• **Information provided**:
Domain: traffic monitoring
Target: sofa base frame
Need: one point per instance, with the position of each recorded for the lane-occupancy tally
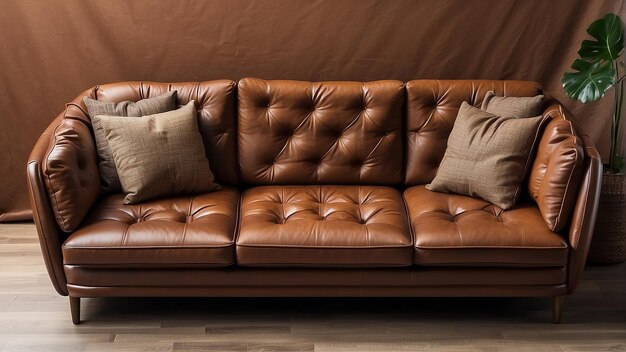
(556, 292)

--

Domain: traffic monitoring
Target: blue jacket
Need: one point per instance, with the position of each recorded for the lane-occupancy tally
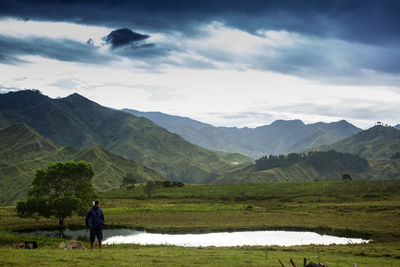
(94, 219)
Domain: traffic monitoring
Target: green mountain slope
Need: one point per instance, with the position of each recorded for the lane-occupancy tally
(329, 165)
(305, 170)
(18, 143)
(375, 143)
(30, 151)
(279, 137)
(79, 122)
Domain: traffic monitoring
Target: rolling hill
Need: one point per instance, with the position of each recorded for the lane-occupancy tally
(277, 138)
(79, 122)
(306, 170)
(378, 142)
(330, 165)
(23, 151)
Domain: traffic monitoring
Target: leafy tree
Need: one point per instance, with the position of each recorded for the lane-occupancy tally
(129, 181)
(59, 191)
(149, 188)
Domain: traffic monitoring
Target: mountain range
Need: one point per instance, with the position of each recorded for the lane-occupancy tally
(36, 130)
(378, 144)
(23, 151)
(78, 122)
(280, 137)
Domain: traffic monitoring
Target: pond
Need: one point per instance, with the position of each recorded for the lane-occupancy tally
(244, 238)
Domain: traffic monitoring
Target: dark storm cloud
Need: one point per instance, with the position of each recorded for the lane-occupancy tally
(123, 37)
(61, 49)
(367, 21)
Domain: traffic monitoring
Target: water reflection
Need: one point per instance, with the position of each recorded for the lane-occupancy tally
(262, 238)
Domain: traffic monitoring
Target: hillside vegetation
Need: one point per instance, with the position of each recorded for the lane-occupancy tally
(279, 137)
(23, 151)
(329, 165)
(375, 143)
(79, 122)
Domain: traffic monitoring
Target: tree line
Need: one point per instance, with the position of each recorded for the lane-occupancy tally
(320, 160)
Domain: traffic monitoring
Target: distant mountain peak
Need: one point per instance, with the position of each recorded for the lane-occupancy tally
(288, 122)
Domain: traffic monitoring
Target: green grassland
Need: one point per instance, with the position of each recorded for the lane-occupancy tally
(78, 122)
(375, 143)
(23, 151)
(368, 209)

• **Assigned task**: Your answer should consist of all lines in the listing above that contain "green".

• **Reply to the task**:
Target: green mountain slope
Target: green grassland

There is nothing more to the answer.